YOUR TASK >> In full and without alteration, write out the records.

Items from a data source:
################

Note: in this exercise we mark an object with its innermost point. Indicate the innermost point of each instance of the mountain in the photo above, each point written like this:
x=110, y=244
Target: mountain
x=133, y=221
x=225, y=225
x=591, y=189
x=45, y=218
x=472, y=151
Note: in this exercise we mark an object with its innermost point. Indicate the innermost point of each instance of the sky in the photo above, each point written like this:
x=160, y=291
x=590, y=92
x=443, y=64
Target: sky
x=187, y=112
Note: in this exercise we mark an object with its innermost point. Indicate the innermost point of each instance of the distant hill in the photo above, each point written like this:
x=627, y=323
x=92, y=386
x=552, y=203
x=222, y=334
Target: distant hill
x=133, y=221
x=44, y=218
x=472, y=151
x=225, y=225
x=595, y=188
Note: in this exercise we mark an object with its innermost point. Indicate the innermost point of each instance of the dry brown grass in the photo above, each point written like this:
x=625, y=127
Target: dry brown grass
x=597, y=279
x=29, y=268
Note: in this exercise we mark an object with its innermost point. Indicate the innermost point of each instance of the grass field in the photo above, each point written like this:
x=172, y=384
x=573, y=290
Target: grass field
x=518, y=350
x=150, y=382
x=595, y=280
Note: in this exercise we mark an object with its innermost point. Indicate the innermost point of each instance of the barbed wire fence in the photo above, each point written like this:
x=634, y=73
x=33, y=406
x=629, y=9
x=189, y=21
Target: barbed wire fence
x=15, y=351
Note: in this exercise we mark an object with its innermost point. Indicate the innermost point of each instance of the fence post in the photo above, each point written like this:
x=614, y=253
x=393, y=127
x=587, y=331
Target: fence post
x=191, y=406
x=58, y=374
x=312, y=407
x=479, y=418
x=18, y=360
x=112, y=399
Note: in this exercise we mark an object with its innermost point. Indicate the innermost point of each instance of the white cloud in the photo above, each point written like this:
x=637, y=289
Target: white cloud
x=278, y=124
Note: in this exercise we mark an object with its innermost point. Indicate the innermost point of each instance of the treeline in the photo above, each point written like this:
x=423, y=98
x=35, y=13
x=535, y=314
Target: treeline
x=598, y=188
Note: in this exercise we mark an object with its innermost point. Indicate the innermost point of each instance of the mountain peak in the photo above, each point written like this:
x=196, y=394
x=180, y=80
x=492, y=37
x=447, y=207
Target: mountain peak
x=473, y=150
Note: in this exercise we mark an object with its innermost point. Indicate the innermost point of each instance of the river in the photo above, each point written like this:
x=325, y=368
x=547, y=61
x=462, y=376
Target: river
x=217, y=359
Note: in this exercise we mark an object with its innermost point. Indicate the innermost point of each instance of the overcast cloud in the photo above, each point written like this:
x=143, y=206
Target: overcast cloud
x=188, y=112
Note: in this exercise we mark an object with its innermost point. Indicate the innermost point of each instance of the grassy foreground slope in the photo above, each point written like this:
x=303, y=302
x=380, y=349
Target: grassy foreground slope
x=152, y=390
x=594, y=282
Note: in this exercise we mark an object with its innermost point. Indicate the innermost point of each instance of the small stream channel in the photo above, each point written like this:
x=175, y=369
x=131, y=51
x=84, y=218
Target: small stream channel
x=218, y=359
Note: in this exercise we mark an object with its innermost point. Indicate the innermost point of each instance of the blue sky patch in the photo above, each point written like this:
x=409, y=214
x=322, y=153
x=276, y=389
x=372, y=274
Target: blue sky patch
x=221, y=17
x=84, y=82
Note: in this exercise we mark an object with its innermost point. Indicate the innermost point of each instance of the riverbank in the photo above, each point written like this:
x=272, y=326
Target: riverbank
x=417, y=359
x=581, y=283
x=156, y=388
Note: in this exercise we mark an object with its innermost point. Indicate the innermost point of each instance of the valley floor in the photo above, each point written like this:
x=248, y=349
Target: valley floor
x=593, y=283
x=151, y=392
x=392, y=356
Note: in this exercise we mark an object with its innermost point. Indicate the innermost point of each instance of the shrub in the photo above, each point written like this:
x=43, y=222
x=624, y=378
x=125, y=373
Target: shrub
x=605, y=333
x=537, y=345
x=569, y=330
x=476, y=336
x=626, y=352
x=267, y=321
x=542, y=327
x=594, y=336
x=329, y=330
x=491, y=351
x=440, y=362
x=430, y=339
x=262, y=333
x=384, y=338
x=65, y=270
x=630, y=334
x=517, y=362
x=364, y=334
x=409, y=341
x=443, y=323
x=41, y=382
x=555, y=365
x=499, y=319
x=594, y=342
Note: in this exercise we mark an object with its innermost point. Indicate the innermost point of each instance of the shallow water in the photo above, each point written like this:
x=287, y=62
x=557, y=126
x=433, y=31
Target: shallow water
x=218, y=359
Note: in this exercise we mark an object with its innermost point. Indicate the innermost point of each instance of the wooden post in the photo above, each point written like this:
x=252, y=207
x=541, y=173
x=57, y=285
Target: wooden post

################

SOLUTION TO THIS TASK >>
Note: in this exercise we mark an object with its innermost point. Indicate the innermost point of each instance of the mountain in the photo above, each point written like this:
x=110, y=244
Target: mountain
x=133, y=221
x=225, y=225
x=591, y=189
x=45, y=218
x=472, y=151
Note: in this exercise we mark an object with its innermost point. Indicate the innermost point of each instance of the sky in the photo above, each point written like this:
x=160, y=291
x=590, y=92
x=443, y=64
Target: sky
x=187, y=112
Note: in this exercise we mark an object with its innermost point. Indicate the innermost point of each instance of the distant hill in the photo above, each point written like this:
x=627, y=323
x=92, y=386
x=552, y=203
x=222, y=334
Target: distant hill
x=133, y=221
x=44, y=218
x=472, y=151
x=225, y=225
x=595, y=188
Note: in this exercise we mark an object with its innermost point. Indicate the innermost point of each instance of the dry brown grass in the photo above, each point written like this:
x=625, y=127
Target: dry brown grass
x=597, y=279
x=29, y=268
Note: in this exercise we mark an object with its innermost point. Indicate the innermost point of each instance of the grass field in the photo above, each point written like this:
x=172, y=384
x=573, y=290
Target: grass field
x=518, y=350
x=150, y=382
x=595, y=280
Note: in this exercise we mark an object with its innermost point. Indicate the innermost point of each instance of the barbed wire fence in the photo above, each point written like this:
x=634, y=73
x=33, y=406
x=629, y=9
x=189, y=21
Target: barbed wire fence
x=15, y=351
Note: in this exercise we mark an object with its innermost point. Indicate the innermost point of each instance of the fence post in the photo above, each point written like this:
x=614, y=253
x=393, y=127
x=587, y=331
Target: fence post
x=191, y=406
x=58, y=374
x=312, y=407
x=479, y=418
x=18, y=360
x=112, y=399
Note: in this exercise we mark an object with its innermost point. Indicate the innermost point of each instance of the white cloud in the photo above, each point written like this:
x=637, y=289
Target: white cloud
x=278, y=124
Note: in this exercise we mark an object with its innermost point. Indicate the innermost point of each instance of the treeline in the photo above, each point written like this:
x=423, y=98
x=35, y=13
x=535, y=314
Target: treeline
x=598, y=188
Note: in this exercise we mark an object with its innermost point. Indicate the innermost point of each instance of the mountain peak in the photo above, each point written like this:
x=196, y=394
x=180, y=80
x=492, y=37
x=447, y=207
Target: mountain peak
x=473, y=150
Note: in this exercise we mark an object with its innermost point. Indicate the innermost point of each instance of the river in the photo above, each point written like this:
x=325, y=368
x=547, y=61
x=462, y=376
Target: river
x=217, y=359
Note: in this exercise we mark an object with its innermost point. Indicate the innermost point of each instance of the overcast cloud in the photo above, each point written like this:
x=143, y=206
Target: overcast cloud
x=188, y=112
Note: in this exercise we mark an object with its innermost point. Indicate the innermost point of each instance of the grassy foreground slope in the photo above, each point written like this:
x=303, y=302
x=380, y=349
Target: grassy foreground slope
x=152, y=390
x=594, y=282
Note: in this exercise we mark an object with its innermost point. Indicate the innermost point of each instance of the small stream channel in the photo above, each point written like this:
x=175, y=369
x=131, y=51
x=84, y=218
Target: small stream channel
x=218, y=359
Note: in this exercise we mark an object with its innermost point. Indicate the innermost point of each instance of the blue sky patch in the photo above, each point written like this:
x=409, y=214
x=322, y=153
x=276, y=389
x=372, y=274
Target: blue sky patch
x=221, y=17
x=84, y=82
Note: in this exercise we mark an object with its innermost point. Indicate the innermost point of each instance of the riverbank in the photo above, each point written like this:
x=272, y=326
Target: riverbank
x=417, y=359
x=581, y=283
x=156, y=388
Note: in this exercise we mark an object with its innermost point. Indicate the innermost point of each instance of the valley floor in the photo above, each point written like this:
x=248, y=349
Target: valley floor
x=593, y=283
x=151, y=392
x=392, y=356
Note: in this exercise we mark an object with its innermost point. Indicate the innermost point of each instance of the shrub in the photo above, each point written like this:
x=43, y=222
x=624, y=378
x=125, y=373
Target: shrub
x=605, y=333
x=537, y=345
x=569, y=330
x=476, y=336
x=626, y=352
x=267, y=321
x=542, y=327
x=594, y=336
x=329, y=330
x=491, y=351
x=440, y=362
x=430, y=339
x=262, y=333
x=384, y=338
x=65, y=270
x=630, y=334
x=517, y=362
x=364, y=334
x=409, y=341
x=443, y=323
x=41, y=382
x=555, y=365
x=499, y=319
x=594, y=342
Note: in this exercise we mark an object with its innermost point. Indicate the innermost point of each instance of the shallow water in the photo above, each point written like this:
x=287, y=62
x=557, y=126
x=433, y=31
Target: shallow water
x=218, y=359
Note: in this exercise we mark an object with its innermost point. Indicate the innermost point of each instance of the wooden post in the photo above, each point written like this:
x=252, y=207
x=541, y=173
x=57, y=285
Target: wooden post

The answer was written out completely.